= The Cathedral (painting) =

Painting by František Kupka

Katedrala, František Kupka, 1912–13

The Cathedral (Czech: Katedrála) is an abstract painting created by Czech artist František Kupka in 1912–13. The medium is oil on canvas, and the painting's dimensions are 180 × 150 cm. The painting is a part of the permanent Jan and Meda Mládek collection of Museum Kampa in Prague, Czech Republic. This painting is one of a series of abstract works that Kupka termed Vertical and Diagonal Planes. Vertical lines, running the entire length of the canvas, are intersected by diagonal lines to form rectilinear shapes of various sizes. These rectilinear shapes are composed of blocks of black, white, and a range of blue, red, purple, gray, and brown color. The large black space between the two clusters of the shapes, and the arching of the top of the right cluster, brings to the viewer's mind two stained glass windows illuminated by external light in a dark cathedral.

==Artist==
Kupka was an abstract artist who lived during the nineteenth and twentieth centuries. Though his role in the advent of abstract art is given much less emphasis, his work is just as crucial as that of the more celebrated abstractionists including Mondrian, Kandinsky, Malevich, and Delaunay. The influential art critic Guillaume Apollinaire labeled Kupka as an Orphic artist, and Kupka claimed to begin his Orphic artwork in 1911. As Hajo Düchting writes, Apollinaire used the term Orphism to describe "a new kind of joyously sensuous art, whose roots were in Cubism and which had a tendency towards abstraction." Orphism also alluded to the myth of Orpheus and referenced the artist's creative innovation through the sensuous interplay of color and light and color and music. Kupka was not a Cubist like Picabia, Gleizes, or Metzinger, as his abstract work did not have its origins in Cubism, though he was associated and exhibited with them. While other artists later developed a theory of abstraction to explain their work, Kupka first thought up his theory and then put it into practice.

• _Aim_
According to the article on Kupka's painting The Cathedral, what are the painting's dimensions? Please answer in a few words.

• _Given information_
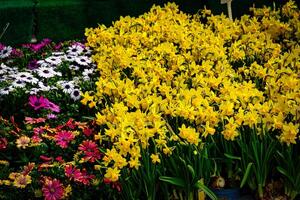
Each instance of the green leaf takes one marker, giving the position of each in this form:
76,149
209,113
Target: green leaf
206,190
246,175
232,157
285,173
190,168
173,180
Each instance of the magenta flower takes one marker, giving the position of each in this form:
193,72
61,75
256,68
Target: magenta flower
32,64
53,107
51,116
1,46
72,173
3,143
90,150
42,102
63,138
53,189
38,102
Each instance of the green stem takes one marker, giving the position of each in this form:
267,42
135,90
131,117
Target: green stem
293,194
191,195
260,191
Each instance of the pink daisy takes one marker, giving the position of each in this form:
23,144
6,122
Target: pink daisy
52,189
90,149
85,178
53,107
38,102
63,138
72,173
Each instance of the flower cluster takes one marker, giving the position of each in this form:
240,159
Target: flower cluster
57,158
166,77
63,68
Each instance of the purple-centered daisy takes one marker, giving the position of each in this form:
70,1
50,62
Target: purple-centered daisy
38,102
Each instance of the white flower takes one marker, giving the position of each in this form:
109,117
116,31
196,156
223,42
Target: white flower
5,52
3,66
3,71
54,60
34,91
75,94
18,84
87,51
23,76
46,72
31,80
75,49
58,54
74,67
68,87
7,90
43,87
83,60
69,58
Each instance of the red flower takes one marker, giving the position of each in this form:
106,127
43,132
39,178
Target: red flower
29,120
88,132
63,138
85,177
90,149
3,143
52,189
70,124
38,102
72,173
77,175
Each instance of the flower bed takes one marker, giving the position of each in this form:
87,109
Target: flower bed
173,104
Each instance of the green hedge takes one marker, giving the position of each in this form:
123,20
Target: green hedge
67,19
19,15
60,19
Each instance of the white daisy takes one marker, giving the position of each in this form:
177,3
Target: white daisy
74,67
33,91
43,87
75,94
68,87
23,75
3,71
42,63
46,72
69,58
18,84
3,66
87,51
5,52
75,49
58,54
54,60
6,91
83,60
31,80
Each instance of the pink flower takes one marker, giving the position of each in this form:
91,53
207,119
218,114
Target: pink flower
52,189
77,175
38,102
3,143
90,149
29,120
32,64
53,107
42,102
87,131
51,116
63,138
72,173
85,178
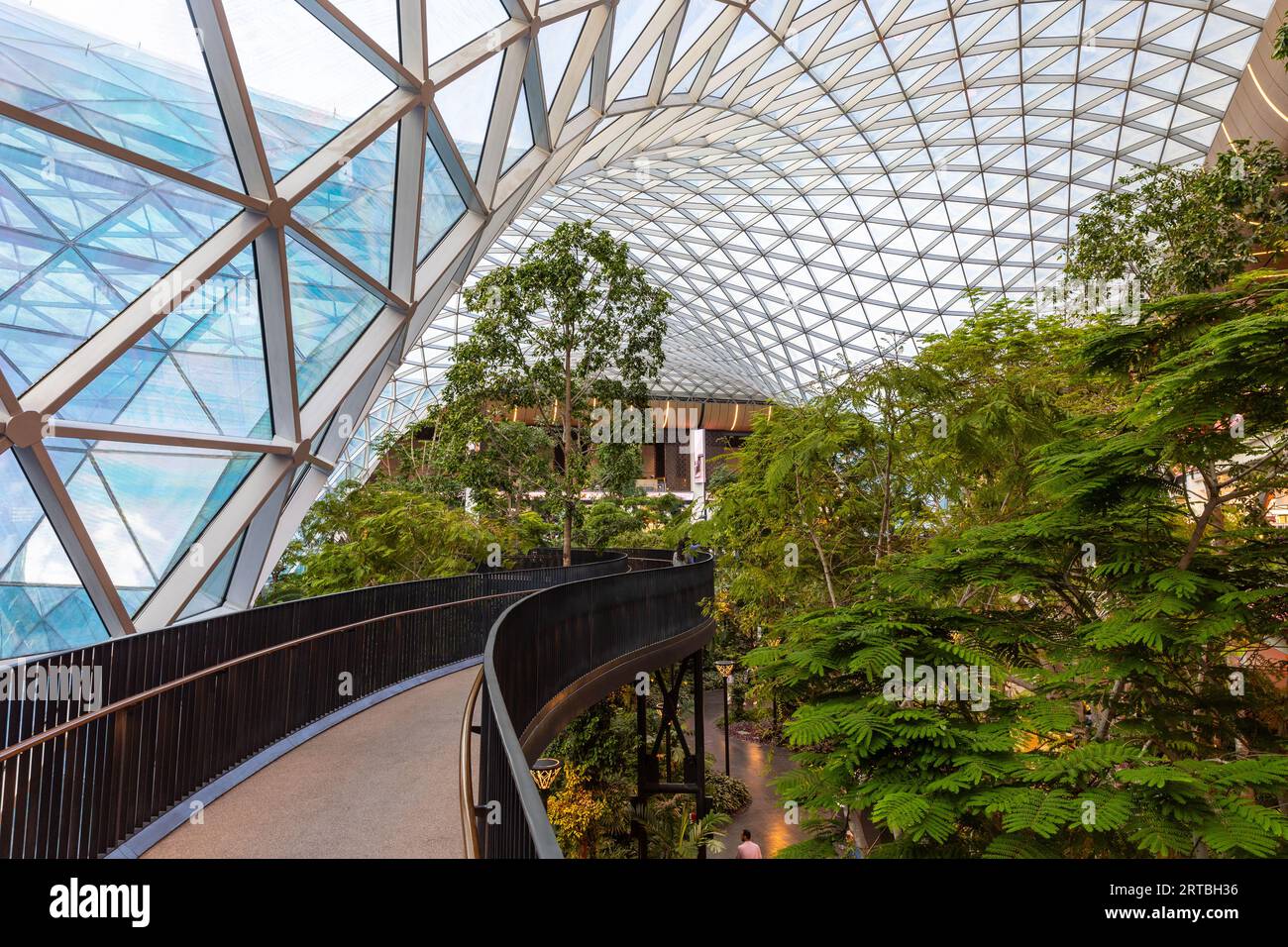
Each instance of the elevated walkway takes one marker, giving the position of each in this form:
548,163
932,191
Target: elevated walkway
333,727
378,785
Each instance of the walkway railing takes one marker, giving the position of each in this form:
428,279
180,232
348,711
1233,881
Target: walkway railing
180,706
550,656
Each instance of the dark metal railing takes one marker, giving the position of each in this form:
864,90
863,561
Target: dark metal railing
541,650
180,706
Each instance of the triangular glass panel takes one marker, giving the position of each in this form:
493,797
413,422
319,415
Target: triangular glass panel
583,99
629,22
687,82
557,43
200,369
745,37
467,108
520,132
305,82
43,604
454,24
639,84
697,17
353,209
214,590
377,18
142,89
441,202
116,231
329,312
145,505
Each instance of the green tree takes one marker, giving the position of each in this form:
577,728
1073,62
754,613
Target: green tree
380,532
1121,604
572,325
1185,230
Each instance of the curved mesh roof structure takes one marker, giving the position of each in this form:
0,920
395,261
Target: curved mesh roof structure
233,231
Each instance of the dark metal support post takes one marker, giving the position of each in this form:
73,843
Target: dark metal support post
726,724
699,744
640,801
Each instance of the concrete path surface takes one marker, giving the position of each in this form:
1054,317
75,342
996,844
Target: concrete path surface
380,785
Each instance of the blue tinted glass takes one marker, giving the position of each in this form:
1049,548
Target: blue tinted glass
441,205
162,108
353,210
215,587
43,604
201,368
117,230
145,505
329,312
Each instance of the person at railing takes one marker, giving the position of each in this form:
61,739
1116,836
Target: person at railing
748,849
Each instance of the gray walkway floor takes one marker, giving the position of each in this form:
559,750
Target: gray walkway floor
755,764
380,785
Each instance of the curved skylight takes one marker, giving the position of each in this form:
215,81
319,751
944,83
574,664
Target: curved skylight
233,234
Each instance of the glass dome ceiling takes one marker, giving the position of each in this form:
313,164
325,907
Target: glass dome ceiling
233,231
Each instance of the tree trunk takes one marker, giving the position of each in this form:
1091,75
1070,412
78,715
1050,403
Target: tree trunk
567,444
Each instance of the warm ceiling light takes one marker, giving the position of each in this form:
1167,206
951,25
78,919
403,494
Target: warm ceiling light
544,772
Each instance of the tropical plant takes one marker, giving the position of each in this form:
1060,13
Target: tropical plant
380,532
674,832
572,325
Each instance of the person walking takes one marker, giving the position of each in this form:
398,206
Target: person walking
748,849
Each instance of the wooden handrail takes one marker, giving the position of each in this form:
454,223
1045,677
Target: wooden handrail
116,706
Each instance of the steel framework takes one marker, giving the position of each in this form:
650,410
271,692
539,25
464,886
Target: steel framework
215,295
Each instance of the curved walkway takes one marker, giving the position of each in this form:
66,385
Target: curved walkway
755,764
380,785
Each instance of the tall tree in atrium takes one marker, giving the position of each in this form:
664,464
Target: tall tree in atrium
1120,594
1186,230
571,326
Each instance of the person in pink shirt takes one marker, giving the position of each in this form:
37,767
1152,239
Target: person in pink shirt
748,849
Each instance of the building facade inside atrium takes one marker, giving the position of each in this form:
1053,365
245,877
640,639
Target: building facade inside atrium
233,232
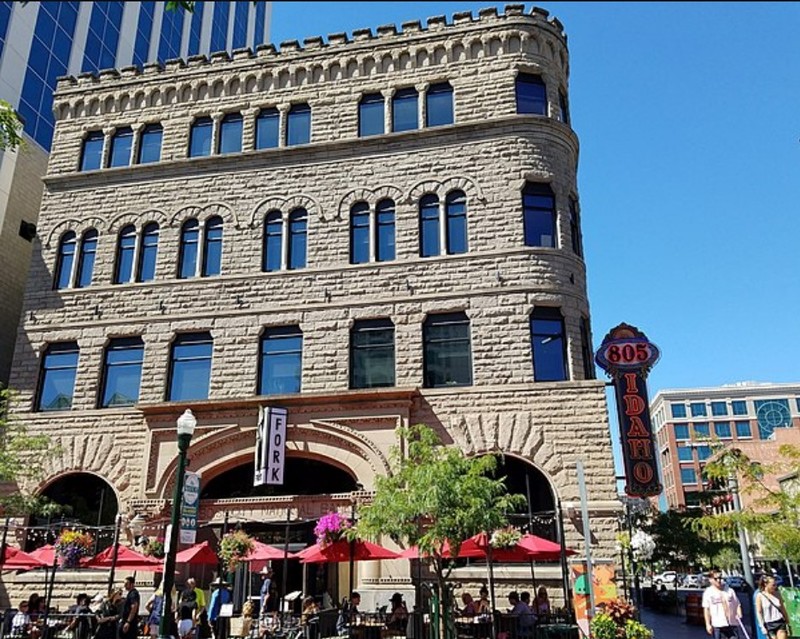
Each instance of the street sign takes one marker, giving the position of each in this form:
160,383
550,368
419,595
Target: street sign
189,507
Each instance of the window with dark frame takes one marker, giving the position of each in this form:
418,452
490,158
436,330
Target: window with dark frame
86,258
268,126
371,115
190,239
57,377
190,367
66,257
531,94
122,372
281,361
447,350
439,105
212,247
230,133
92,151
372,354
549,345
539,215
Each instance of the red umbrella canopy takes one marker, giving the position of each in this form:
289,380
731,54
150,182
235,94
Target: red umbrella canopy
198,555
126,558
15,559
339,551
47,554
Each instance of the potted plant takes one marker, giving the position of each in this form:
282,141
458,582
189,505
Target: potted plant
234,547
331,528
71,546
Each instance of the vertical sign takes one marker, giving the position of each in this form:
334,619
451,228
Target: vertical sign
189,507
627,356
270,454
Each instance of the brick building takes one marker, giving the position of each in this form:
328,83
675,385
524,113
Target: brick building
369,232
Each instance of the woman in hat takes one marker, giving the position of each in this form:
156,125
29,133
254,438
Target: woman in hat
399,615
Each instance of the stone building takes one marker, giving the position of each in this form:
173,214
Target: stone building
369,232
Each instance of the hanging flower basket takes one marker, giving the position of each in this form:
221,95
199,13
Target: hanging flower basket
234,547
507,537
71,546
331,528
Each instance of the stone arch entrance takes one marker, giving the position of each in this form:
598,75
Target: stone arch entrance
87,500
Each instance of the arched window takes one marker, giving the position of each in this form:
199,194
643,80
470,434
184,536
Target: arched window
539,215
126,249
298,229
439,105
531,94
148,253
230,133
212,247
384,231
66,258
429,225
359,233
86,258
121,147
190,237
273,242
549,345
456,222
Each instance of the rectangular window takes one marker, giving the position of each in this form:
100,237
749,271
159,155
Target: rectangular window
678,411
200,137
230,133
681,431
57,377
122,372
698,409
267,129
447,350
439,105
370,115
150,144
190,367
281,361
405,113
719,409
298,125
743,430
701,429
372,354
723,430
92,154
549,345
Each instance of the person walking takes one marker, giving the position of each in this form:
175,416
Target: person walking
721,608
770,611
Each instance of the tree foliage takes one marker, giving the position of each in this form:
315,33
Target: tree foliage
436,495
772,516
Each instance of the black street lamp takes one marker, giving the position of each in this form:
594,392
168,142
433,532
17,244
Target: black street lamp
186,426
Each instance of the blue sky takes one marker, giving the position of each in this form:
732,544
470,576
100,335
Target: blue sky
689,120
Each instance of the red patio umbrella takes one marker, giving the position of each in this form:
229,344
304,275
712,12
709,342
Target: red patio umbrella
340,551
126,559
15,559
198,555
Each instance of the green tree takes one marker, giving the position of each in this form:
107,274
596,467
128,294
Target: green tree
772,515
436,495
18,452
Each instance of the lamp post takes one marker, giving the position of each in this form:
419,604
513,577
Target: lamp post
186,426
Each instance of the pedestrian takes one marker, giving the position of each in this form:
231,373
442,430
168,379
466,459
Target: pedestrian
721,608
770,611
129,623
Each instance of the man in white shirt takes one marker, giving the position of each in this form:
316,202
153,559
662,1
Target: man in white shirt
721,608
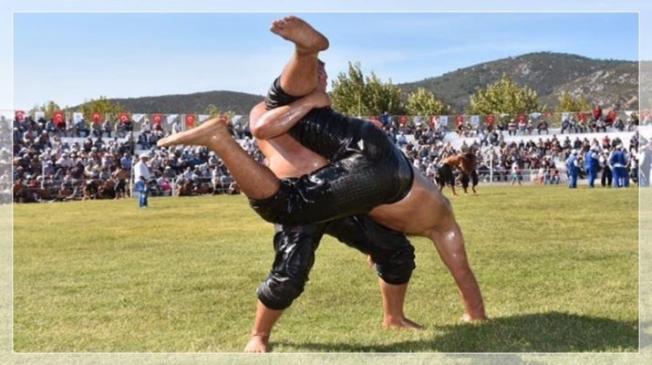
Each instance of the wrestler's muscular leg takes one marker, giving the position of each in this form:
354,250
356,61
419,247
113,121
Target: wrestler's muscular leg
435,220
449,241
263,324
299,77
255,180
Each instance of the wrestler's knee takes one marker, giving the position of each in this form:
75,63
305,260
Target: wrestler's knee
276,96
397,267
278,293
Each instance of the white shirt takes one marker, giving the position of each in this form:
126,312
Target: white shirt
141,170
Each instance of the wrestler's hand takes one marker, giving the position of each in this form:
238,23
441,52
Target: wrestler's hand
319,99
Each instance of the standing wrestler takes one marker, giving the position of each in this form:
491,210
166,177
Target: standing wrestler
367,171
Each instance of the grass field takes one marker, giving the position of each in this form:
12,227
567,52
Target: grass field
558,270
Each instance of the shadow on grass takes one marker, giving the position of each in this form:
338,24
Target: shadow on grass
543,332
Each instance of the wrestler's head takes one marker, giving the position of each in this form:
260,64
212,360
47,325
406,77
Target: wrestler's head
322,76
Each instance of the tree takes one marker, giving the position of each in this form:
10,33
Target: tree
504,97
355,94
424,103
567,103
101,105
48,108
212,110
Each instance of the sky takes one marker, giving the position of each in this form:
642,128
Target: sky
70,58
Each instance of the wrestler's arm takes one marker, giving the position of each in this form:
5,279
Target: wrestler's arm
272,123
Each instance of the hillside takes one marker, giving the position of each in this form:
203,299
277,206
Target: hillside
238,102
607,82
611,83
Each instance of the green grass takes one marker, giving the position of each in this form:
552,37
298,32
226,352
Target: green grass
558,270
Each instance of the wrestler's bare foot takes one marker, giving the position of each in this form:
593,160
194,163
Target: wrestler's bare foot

• _Answer_
180 × 150 cm.